SELECTED EXCERPT ::
*** Begin section ***

The ratio was decided on after taking into account the market worth of the banks' sovereign debt holdings, said Tusk, whose country holds the European Union (EU) rotating presidency, at a press conference after the EU summit in Brussels.
The prime minister gave no detailed figures for the total amount of fund needed for the bank's recapitalization, saying it was up to the European banking authorities to decide on.
He also said that the recapitalization was a one-off move and that the banks would have to attain the capital ratio target by June 30 next year.
Under the recapitalization plan, banks should first use private sources of capital, including through restructuring and conversion of debt to equity instruments. If banks are unable to raise enough fund themselves, national governments should provide support, according to a statement issued after the EU summit.
"When the national support is not available, recapitalization should be funded via a loan from the European Financial Stability Facility (EFSF)," said the statement.
In the meantime, the EU urged national supervisory authorities to ensure that banks' plans to strengthen capital do not lead to excessive deleveraging, including maintaining the credit flow to the real economy.

*** End section ***

WORK TASK 1 :: By what date must the banks reach the capital ratio target, according to the excerpt on EU bank recapitalization?
WORK TASK 2 :: Rewrite the excerpt on EU bank recapitalization starting at "The ratio was" and ending at "30 next year.", changing "Brussels" to "Luxembourg".
WORK TASK 3 :: Extend the excerpt on EU bank recapitalization beyond its final sentence.

DATA TO EXAMINE ::

*** Begin section ***

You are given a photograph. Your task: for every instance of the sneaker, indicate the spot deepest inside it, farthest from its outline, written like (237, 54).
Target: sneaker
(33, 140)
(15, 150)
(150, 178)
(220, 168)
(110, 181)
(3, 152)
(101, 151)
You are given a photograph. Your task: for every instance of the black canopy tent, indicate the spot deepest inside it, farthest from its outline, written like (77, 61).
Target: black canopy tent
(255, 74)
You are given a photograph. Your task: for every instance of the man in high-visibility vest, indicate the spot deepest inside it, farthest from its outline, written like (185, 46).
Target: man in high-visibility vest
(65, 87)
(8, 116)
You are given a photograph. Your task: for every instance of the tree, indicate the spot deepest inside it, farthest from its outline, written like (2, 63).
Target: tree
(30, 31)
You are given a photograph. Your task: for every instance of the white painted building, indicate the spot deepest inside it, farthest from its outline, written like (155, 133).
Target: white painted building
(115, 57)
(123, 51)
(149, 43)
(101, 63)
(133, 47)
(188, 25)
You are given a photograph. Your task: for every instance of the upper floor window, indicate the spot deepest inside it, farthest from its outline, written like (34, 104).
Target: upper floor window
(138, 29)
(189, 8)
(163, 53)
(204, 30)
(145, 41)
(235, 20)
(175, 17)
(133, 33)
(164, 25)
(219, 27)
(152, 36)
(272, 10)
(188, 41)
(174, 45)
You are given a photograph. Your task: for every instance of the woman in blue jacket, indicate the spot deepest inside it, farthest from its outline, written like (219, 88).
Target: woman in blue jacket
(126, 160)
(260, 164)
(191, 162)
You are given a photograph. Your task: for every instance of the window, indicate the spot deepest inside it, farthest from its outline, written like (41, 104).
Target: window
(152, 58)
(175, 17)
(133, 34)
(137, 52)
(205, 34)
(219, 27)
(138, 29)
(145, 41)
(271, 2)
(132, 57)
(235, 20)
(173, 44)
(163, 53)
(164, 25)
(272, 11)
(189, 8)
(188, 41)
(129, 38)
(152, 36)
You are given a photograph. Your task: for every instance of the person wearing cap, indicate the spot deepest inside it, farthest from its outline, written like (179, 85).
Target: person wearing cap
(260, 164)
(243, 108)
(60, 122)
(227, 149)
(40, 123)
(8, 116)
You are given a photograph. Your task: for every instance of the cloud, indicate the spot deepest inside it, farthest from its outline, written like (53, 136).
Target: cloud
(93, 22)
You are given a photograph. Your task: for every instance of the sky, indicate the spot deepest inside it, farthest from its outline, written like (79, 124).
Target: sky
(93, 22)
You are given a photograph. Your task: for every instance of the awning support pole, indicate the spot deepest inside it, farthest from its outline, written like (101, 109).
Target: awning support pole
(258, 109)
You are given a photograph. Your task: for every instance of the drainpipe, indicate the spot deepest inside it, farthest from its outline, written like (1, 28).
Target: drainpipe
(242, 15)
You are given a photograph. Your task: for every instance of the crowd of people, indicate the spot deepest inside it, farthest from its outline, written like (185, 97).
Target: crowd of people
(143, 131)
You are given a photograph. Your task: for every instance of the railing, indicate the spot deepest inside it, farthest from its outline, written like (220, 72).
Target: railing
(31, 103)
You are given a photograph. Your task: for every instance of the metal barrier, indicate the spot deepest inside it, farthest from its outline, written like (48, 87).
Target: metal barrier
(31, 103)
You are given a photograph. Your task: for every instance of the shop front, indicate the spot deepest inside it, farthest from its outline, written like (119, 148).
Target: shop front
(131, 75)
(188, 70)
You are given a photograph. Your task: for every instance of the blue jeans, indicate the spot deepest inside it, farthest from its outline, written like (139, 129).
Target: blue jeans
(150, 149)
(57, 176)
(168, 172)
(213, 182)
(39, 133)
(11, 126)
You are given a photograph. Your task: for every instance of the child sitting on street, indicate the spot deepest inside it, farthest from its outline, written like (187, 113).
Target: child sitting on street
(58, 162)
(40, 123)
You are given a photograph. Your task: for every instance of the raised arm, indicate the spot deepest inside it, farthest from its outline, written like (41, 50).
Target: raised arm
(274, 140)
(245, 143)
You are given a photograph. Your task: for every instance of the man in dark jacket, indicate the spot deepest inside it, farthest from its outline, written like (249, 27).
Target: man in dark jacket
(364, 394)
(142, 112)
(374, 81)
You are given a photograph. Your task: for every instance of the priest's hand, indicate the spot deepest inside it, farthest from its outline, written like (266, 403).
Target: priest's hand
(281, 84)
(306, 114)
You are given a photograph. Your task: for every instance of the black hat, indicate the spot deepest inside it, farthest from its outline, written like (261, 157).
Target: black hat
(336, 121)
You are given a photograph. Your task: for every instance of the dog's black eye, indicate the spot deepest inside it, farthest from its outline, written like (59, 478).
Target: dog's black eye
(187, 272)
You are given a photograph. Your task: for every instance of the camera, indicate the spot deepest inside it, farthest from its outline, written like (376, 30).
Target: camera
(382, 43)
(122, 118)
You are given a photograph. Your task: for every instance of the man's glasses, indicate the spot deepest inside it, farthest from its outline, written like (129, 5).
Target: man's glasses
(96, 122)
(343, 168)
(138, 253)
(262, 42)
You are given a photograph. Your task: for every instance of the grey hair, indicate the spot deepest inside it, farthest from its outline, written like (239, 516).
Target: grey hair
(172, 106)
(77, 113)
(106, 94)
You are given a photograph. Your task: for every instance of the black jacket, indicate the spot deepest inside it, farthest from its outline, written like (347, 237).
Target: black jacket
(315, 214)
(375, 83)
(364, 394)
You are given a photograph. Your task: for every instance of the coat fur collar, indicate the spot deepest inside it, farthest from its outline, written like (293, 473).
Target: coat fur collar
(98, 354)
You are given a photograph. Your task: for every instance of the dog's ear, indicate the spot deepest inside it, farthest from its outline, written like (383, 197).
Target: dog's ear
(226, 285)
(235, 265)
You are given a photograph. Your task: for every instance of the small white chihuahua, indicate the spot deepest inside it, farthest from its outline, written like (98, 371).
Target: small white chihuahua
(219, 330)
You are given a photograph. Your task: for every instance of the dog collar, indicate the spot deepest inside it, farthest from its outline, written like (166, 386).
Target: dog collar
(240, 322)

*** End section ***

ANSWER AREA 1 :: By June 30 next year.

ANSWER AREA 2 ::
The ratio was decided on after taking into account the market worth of the banks' sovereign debt holdings, said Tusk, whose country holds the European Union (EU) rotating presidency, at a press conference after the EU summit in Luxembourg.
The prime minister gave no detailed figures for the total amount of fund needed for the bank's recapitalization, saying it was up to the European banking authorities to decide on.
He also said that the recapitalization was a one-off move and that the banks would have to attain the capital ratio target by June 30 next year.

ANSWER AREA 3 ::
Tusk said, however, the success of the recapitalization plan depends on whether agreements can be achieved on other key elements of the rescue package.
"The bank recapitalization plan is just a precondition and an introduction for discussions on other key elements. The plan can't be seen in isolation and won't have a chance of success without the other key parts of the rescue package," Tusk told reporters.
Each member state of the eurozone accepted the idea of the bank recapitalization, but "I'm cautious that all decisions could be adopted at today's eurozone summit, so we have to be patient," the prime minister said.
At the ongoing summit, leaders of the eurozone member states were trying to narrow their differences on how to beef up the firepower of the EFSF, a 440-billion-euro bailout fund, and how much losses private holders of the Greek government bonds have to accept.